Show each line of the entries below that contains the string "every", matching case exactly.
-- Opening Marker --
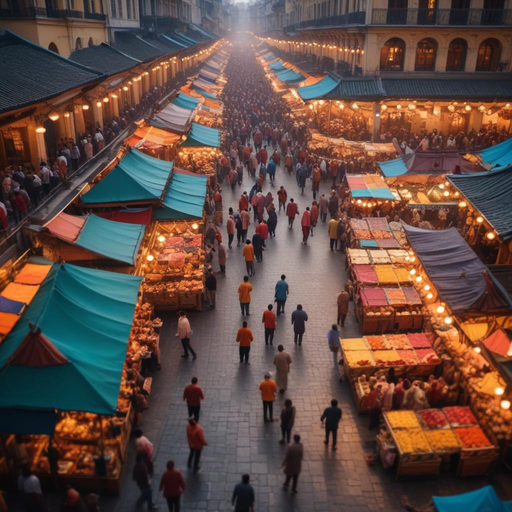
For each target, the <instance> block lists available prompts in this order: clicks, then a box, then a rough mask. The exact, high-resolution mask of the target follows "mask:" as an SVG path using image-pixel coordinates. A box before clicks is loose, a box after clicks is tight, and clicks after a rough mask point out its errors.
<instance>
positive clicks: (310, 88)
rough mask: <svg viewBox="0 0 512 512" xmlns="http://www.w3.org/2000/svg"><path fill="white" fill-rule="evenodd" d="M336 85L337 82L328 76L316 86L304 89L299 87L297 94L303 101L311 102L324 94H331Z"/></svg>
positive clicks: (333, 79)
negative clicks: (308, 101)
mask: <svg viewBox="0 0 512 512" xmlns="http://www.w3.org/2000/svg"><path fill="white" fill-rule="evenodd" d="M338 84H339V81H337V80H334V79H333V78H331V77H330V76H326V77H324V78H322V80H320V82H317V83H316V84H313V85H309V86H306V87H299V88H298V89H297V92H298V93H299V94H300V97H301V98H302V99H303V100H313V99H316V98H321V97H322V96H324V95H325V94H327V93H329V92H331V91H332V90H333V89H334V88H335V87H336V86H337V85H338Z"/></svg>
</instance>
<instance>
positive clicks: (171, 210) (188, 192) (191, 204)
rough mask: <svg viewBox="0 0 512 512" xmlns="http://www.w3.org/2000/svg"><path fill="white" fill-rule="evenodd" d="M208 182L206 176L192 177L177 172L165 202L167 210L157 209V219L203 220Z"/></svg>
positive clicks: (171, 185) (166, 192)
mask: <svg viewBox="0 0 512 512" xmlns="http://www.w3.org/2000/svg"><path fill="white" fill-rule="evenodd" d="M207 182H208V178H207V177H206V176H199V175H194V176H192V175H190V174H181V173H178V172H176V171H175V172H174V173H173V175H172V179H171V184H170V185H169V188H168V189H167V192H166V194H165V198H164V201H163V206H165V208H162V209H155V218H156V219H159V220H164V219H188V218H198V219H200V218H202V216H203V207H204V200H205V197H206V185H207Z"/></svg>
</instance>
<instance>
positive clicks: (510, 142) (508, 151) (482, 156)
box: [480, 139, 512, 168]
mask: <svg viewBox="0 0 512 512" xmlns="http://www.w3.org/2000/svg"><path fill="white" fill-rule="evenodd" d="M480 157H481V158H482V160H483V161H484V162H485V163H486V164H490V165H491V166H492V167H494V168H495V167H501V168H504V167H509V166H512V139H508V140H506V141H505V142H502V143H501V144H498V145H497V146H492V147H490V148H487V149H484V150H483V151H481V152H480Z"/></svg>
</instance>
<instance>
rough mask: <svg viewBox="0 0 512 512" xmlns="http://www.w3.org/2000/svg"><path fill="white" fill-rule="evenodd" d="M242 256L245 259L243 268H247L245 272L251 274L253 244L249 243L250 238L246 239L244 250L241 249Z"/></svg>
mask: <svg viewBox="0 0 512 512" xmlns="http://www.w3.org/2000/svg"><path fill="white" fill-rule="evenodd" d="M242 256H243V257H244V260H245V268H246V269H247V274H249V276H253V275H254V274H255V272H254V246H253V245H252V244H251V241H250V240H246V242H245V247H244V250H243V251H242Z"/></svg>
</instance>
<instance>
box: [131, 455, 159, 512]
mask: <svg viewBox="0 0 512 512" xmlns="http://www.w3.org/2000/svg"><path fill="white" fill-rule="evenodd" d="M132 478H133V480H135V482H136V483H137V485H138V487H139V489H140V496H139V498H138V499H137V501H136V505H137V507H140V506H142V505H143V504H144V503H147V504H148V510H156V509H157V508H158V507H157V506H156V505H154V504H153V489H152V488H151V477H150V476H149V471H148V468H147V466H146V462H145V461H144V457H143V455H142V454H141V453H138V454H137V456H136V458H135V466H134V468H133V474H132Z"/></svg>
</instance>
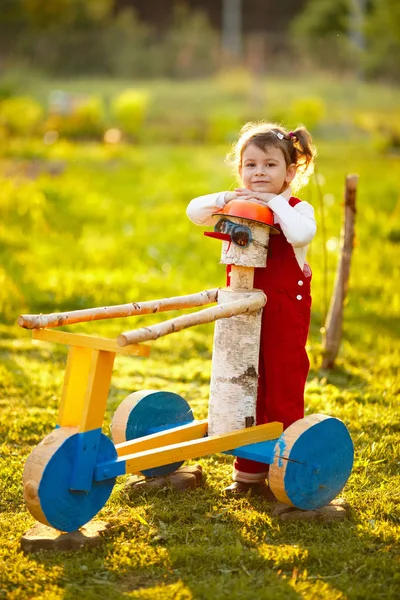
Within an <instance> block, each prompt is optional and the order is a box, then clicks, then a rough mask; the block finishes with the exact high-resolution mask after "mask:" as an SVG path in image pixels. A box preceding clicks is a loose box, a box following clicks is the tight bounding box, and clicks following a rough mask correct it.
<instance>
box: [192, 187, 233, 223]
mask: <svg viewBox="0 0 400 600" xmlns="http://www.w3.org/2000/svg"><path fill="white" fill-rule="evenodd" d="M229 194H230V192H217V193H216V194H207V195H206V196H199V197H198V198H194V199H193V200H191V201H190V202H189V205H188V207H187V209H186V214H187V216H188V217H189V219H190V220H191V221H193V223H196V225H213V224H214V221H215V219H214V218H213V216H212V215H213V214H214V213H218V212H221V210H222V209H223V207H224V206H225V204H226V201H227V200H228V201H229V196H228V195H229ZM226 196H227V197H226Z"/></svg>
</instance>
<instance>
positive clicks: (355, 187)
mask: <svg viewBox="0 0 400 600" xmlns="http://www.w3.org/2000/svg"><path fill="white" fill-rule="evenodd" d="M357 182H358V175H347V177H346V189H345V204H344V222H343V227H342V232H341V253H340V260H339V264H338V268H337V272H336V279H335V285H334V290H333V294H332V298H331V303H330V306H329V312H328V316H327V319H326V324H325V339H324V358H323V362H322V368H323V369H331V368H332V367H333V365H334V363H335V360H336V357H337V354H338V352H339V346H340V340H341V337H342V324H343V307H344V301H345V299H346V295H347V289H348V281H349V276H350V265H351V256H352V253H353V247H354V228H355V219H356V195H357Z"/></svg>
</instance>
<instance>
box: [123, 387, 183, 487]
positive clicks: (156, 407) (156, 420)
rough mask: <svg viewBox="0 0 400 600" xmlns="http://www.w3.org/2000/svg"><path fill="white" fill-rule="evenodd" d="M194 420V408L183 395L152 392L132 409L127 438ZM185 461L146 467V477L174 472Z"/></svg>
mask: <svg viewBox="0 0 400 600" xmlns="http://www.w3.org/2000/svg"><path fill="white" fill-rule="evenodd" d="M193 420H194V417H193V413H192V409H191V408H190V406H189V404H188V403H187V402H186V400H185V399H184V398H182V396H179V394H174V393H173V392H163V391H160V392H152V393H149V394H147V396H144V397H143V398H141V399H140V400H139V401H138V402H137V404H135V406H134V407H133V409H132V410H131V412H130V414H129V417H128V420H127V424H126V432H125V436H126V440H127V441H128V440H135V439H137V438H140V437H143V436H145V435H149V432H150V431H151V430H152V429H153V428H157V427H159V428H165V430H167V429H172V428H173V427H176V426H178V425H184V424H186V423H191V422H192V421H193ZM183 463H184V461H180V462H177V463H172V464H169V465H163V466H162V467H156V468H154V469H146V470H144V471H142V474H143V475H145V476H146V477H160V476H163V475H168V474H169V473H173V472H174V471H176V470H177V469H179V467H181V466H182V465H183Z"/></svg>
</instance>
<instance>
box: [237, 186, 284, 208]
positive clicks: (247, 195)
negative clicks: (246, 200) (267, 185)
mask: <svg viewBox="0 0 400 600" xmlns="http://www.w3.org/2000/svg"><path fill="white" fill-rule="evenodd" d="M235 194H236V196H237V198H240V199H242V200H250V201H251V202H256V203H257V204H263V205H264V206H268V202H269V201H270V200H272V198H275V197H276V195H277V194H270V193H268V192H254V191H253V190H249V189H247V188H236V189H235Z"/></svg>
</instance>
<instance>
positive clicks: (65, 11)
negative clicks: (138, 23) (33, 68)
mask: <svg viewBox="0 0 400 600" xmlns="http://www.w3.org/2000/svg"><path fill="white" fill-rule="evenodd" d="M1 4H2V6H1V11H0V24H2V23H10V24H14V25H19V26H22V27H28V28H35V29H45V28H47V27H49V26H52V25H64V26H68V25H81V26H82V25H89V24H92V23H98V22H102V21H105V20H106V19H108V18H109V17H110V16H111V15H112V11H113V4H114V3H113V0H51V2H49V1H48V0H2V2H1Z"/></svg>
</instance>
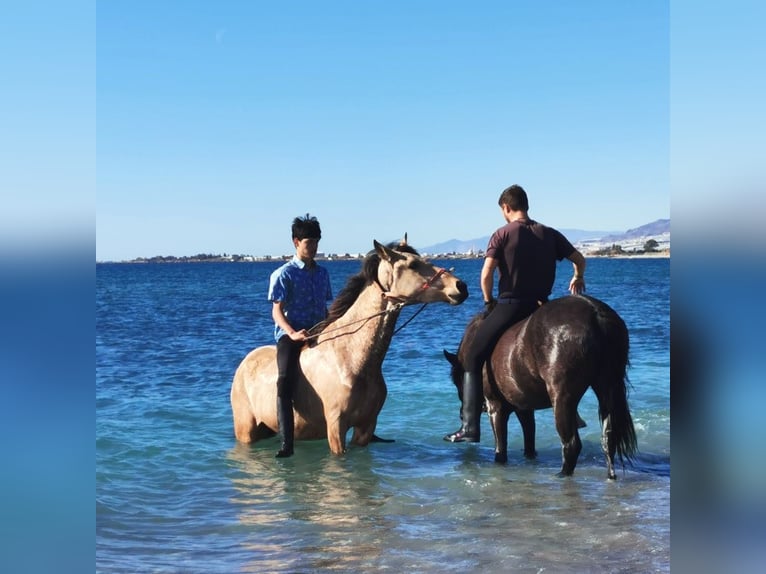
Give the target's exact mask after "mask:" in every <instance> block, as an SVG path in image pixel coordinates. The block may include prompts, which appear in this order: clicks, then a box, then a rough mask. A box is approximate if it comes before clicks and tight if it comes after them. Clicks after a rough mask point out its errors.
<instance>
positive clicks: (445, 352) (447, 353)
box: [442, 349, 458, 367]
mask: <svg viewBox="0 0 766 574" xmlns="http://www.w3.org/2000/svg"><path fill="white" fill-rule="evenodd" d="M442 351H443V352H444V357H445V358H446V359H447V360H448V361H449V363H450V365H452V366H453V367H455V366H457V363H458V360H457V355H456V354H455V353H450V352H449V351H448V350H447V349H442Z"/></svg>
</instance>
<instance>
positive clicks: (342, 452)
mask: <svg viewBox="0 0 766 574" xmlns="http://www.w3.org/2000/svg"><path fill="white" fill-rule="evenodd" d="M325 420H327V442H328V443H329V445H330V452H332V453H333V454H335V455H341V454H343V453H345V452H346V433H347V432H348V425H347V424H346V423H345V422H342V421H341V417H340V416H339V415H335V416H328V414H327V413H325Z"/></svg>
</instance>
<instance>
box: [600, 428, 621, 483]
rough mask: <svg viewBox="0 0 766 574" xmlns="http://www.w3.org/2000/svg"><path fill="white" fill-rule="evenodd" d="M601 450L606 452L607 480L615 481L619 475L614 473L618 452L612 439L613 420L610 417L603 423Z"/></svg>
mask: <svg viewBox="0 0 766 574" xmlns="http://www.w3.org/2000/svg"><path fill="white" fill-rule="evenodd" d="M601 450H603V451H604V455H605V456H606V473H607V478H608V479H609V480H615V479H616V478H617V474H616V473H615V472H614V455H615V453H616V452H617V444H616V442H615V440H614V439H613V438H612V418H611V416H609V415H607V416H606V418H605V419H604V422H602V423H601Z"/></svg>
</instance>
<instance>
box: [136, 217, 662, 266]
mask: <svg viewBox="0 0 766 574" xmlns="http://www.w3.org/2000/svg"><path fill="white" fill-rule="evenodd" d="M488 239H489V238H488V237H487V238H481V239H479V240H473V241H472V242H447V243H444V244H440V245H436V246H432V247H426V248H423V249H419V251H420V253H421V255H423V256H424V257H428V258H430V259H476V258H483V257H484V250H483V249H478V250H477V249H475V248H473V247H467V245H469V244H470V245H477V244H483V245H486V243H487V240H488ZM573 243H574V245H575V247H577V249H579V250H580V251H581V252H582V253H583V255H585V256H586V257H670V220H669V219H660V220H657V221H655V222H652V223H648V224H646V225H643V226H641V227H638V228H636V229H629V230H628V231H626V232H625V233H623V234H617V235H608V236H606V237H602V238H600V239H582V240H580V241H573ZM365 255H366V253H321V252H320V253H317V255H316V259H317V260H320V261H334V260H337V261H344V260H355V259H363V258H364V256H365ZM292 257H293V254H292V253H289V254H284V255H277V256H273V255H263V256H254V255H240V254H234V253H230V254H228V253H223V254H213V253H199V254H197V255H190V256H181V257H178V256H174V255H155V256H154V257H138V258H136V259H131V260H129V261H123V262H122V263H249V262H256V261H274V262H280V261H286V260H289V259H291V258H292Z"/></svg>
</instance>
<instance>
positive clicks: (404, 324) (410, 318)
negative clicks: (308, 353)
mask: <svg viewBox="0 0 766 574" xmlns="http://www.w3.org/2000/svg"><path fill="white" fill-rule="evenodd" d="M447 271H451V269H445V268H444V267H437V268H436V273H434V274H433V276H432V277H431V278H429V279H426V281H425V282H424V283H423V285H422V286H421V287H420V290H421V291H425V290H426V289H428V288H429V287H431V286H432V285H433V282H434V281H436V280H437V279H438V278H439V277H441V276H442V275H444V274H445V273H446V272H447ZM375 284H376V285H377V286H378V288H379V289H380V293H381V295H383V296H384V297H386V298H387V299H388V300H389V301H392V302H393V301H394V300H396V302H395V304H394V305H393V306H392V307H389V308H387V309H383V310H382V311H378V312H377V313H373V314H372V315H370V316H368V317H363V318H361V319H357V320H356V321H351V322H350V323H346V324H344V325H341V326H339V327H334V328H333V329H325V330H323V331H320V332H319V333H314V334H312V335H308V336H307V337H306V340H307V341H309V340H311V339H317V338H319V335H325V334H328V333H334V332H335V331H340V330H341V329H345V328H346V327H349V326H351V325H355V324H357V323H366V322H367V321H369V320H370V319H374V318H375V317H380V316H381V315H387V314H389V313H393V312H394V311H401V310H402V309H403V308H404V307H405V306H406V305H408V304H409V302H408V301H407V300H406V299H402V298H400V297H389V296H387V295H386V290H385V289H384V288H383V285H381V284H380V281H379V280H378V278H377V277H376V278H375ZM426 305H428V303H423V305H421V307H420V309H418V310H417V311H415V313H413V315H412V316H411V317H410V318H409V319H407V320H406V321H405V322H404V323H402V325H401V326H399V327H397V328H396V329H395V330H394V332H393V334H394V335H396V334H397V333H399V331H401V330H402V329H404V328H405V327H406V326H407V325H408V324H409V323H410V321H412V320H413V319H414V318H415V317H417V316H418V315H419V314H420V312H421V311H423V309H425V308H426ZM318 324H319V323H317V325H318ZM314 327H316V325H315V326H314ZM312 329H313V327H312Z"/></svg>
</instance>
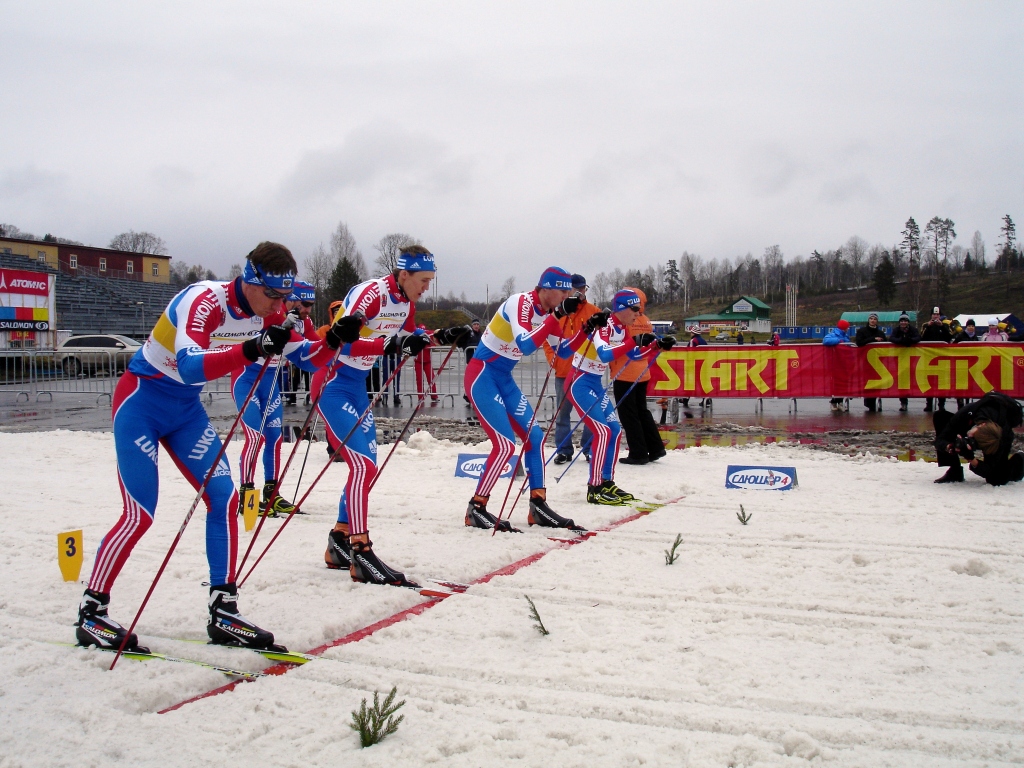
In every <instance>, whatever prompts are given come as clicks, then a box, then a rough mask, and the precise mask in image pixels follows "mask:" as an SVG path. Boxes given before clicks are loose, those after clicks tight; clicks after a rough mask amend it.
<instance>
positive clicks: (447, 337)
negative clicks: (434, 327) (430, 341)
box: [434, 326, 473, 344]
mask: <svg viewBox="0 0 1024 768" xmlns="http://www.w3.org/2000/svg"><path fill="white" fill-rule="evenodd" d="M472 330H473V329H472V328H470V327H469V326H452V328H438V329H437V330H436V331H434V341H436V342H437V343H438V344H454V343H455V342H456V340H457V339H459V337H461V336H462V335H463V334H466V333H469V332H470V331H472Z"/></svg>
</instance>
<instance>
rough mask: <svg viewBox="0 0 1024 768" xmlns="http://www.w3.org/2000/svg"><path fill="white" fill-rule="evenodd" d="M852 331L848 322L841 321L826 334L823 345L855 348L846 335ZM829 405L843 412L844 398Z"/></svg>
mask: <svg viewBox="0 0 1024 768" xmlns="http://www.w3.org/2000/svg"><path fill="white" fill-rule="evenodd" d="M848 330H850V323H849V322H848V321H844V319H841V321H840V322H839V323H837V324H836V328H834V329H833V330H831V331H829V332H828V333H826V334H825V337H824V338H823V339H822V340H821V344H822V345H824V346H826V347H838V346H841V345H843V346H853V342H852V341H850V337H849V336H847V335H846V332H847V331H848ZM828 404H829V406H830V407H831V410H833V411H842V410H843V398H842V397H833V398H831V399H830V400H828Z"/></svg>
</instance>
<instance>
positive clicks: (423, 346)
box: [384, 334, 430, 357]
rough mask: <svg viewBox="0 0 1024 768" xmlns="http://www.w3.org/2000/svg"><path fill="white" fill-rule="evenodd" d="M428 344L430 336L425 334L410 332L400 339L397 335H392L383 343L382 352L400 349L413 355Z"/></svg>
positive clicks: (419, 352) (402, 351) (391, 351)
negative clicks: (382, 350)
mask: <svg viewBox="0 0 1024 768" xmlns="http://www.w3.org/2000/svg"><path fill="white" fill-rule="evenodd" d="M428 346H430V337H428V336H427V335H426V334H412V335H410V336H403V337H401V338H400V339H399V338H398V337H397V336H392V337H391V338H390V339H388V340H387V343H386V344H384V354H394V353H395V352H399V351H400V352H402V353H403V354H409V355H412V356H414V357H415V356H416V355H418V354H419V353H420V352H422V351H423V350H424V349H426V348H427V347H428Z"/></svg>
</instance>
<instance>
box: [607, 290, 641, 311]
mask: <svg viewBox="0 0 1024 768" xmlns="http://www.w3.org/2000/svg"><path fill="white" fill-rule="evenodd" d="M611 308H612V309H613V310H614V311H616V312H617V311H618V310H620V309H639V308H640V297H639V296H637V295H636V293H634V292H633V291H618V292H617V293H616V294H615V295H614V296H613V297H612V299H611Z"/></svg>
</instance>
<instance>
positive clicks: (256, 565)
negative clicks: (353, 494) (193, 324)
mask: <svg viewBox="0 0 1024 768" xmlns="http://www.w3.org/2000/svg"><path fill="white" fill-rule="evenodd" d="M409 358H410V355H408V354H403V355H402V356H401V361H400V362H399V364H398V365H397V366H395V369H394V373H392V374H391V375H390V376H389V377H388V378H387V381H386V382H384V385H383V386H382V387H381V390H380V391H379V392H378V393H377V394H376V395H374V398H373V400H371V401H370V404H369V406H367V409H366V411H364V412H362V413H361V414H360V415H359V418H357V419H356V420H355V423H354V424H353V425H352V428H351V429H350V430H348V433H347V434H346V435H345V436H344V438H342V440H341V442H340V443H339V444H338V449H337V451H341V449H342V447H343V446H344V445H345V443H346V442H348V438H349V437H351V436H352V434H354V433H355V430H356V429H358V427H359V425H360V424H361V423H362V420H364V419H366V418H367V414H369V413H370V412H371V411H373V408H374V406H376V404H377V403H378V402H379V401H380V398H381V395H383V394H384V392H385V391H387V386H388V384H390V383H391V380H392V379H393V378H394V377H395V376H396V375H397V374H398V372H399V371H401V367H402V366H404V365H406V360H408V359H409ZM325 388H326V385H325ZM337 451H336V452H335V453H337ZM333 463H334V456H332V457H331V458H329V459H328V460H327V464H325V465H324V469H322V470H321V471H319V474H318V475H316V477H314V478H313V481H312V482H311V483H310V484H309V487H308V488H306V493H305V494H303V496H302V499H301V500H300V501H299V502H298V503H297V504H295V509H298V508H299V507H301V506H302V505H303V504H305V501H306V499H308V498H309V495H310V494H311V493H312V492H313V488H314V487H316V483H317V482H319V480H321V478H322V477H323V476H324V475H325V474H327V471H328V470H329V469H330V468H331V464H333ZM294 516H295V511H294V510H293V511H292V512H289V513H288V516H287V517H285V521H284V522H283V523H282V524H281V527H280V528H278V530H276V531H274V534H273V536H272V537H271V538H270V541H269V542H267V545H266V547H264V548H263V551H262V552H260V554H259V557H257V558H256V561H255V562H254V563H253V564H252V567H250V568H249V570H248V571H247V572H246V574H245V577H243V578H242V580H241V581H240V582H239V587H240V588H241V587H242V585H244V584H245V583H246V580H248V579H249V577H250V575H252V572H253V571H254V570H256V566H257V565H259V563H260V560H262V559H263V557H264V556H265V555H266V553H267V552H269V551H270V547H272V546H273V543H274V542H275V541H278V537H280V536H281V535H282V532H284V530H285V528H286V527H287V526H288V523H289V522H291V521H292V518H293V517H294ZM249 548H250V549H252V545H251V544H250V547H249ZM246 554H248V552H247V553H246ZM243 564H244V563H243ZM240 570H241V566H240Z"/></svg>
-- Closing Marker --
• **Written solution**:
Give the target's exact mask after "mask:" in every <instance> block, as an SVG path in image pixel coordinates. The block may include prompts, which appear in this order: clicks, then a box, then a rough mask. A box is approximate if it comes before clicks and tight if it comes after them. Clicks after a rough mask point out its errors.
In every <instance>, whatever prompts are given come as clicks, then a box, then a rough mask, and the precise mask in image pixels follows "mask:" as an SVG path. Boxes given before clicks are loose, those after clicks tight; clicks after a rough mask amend it.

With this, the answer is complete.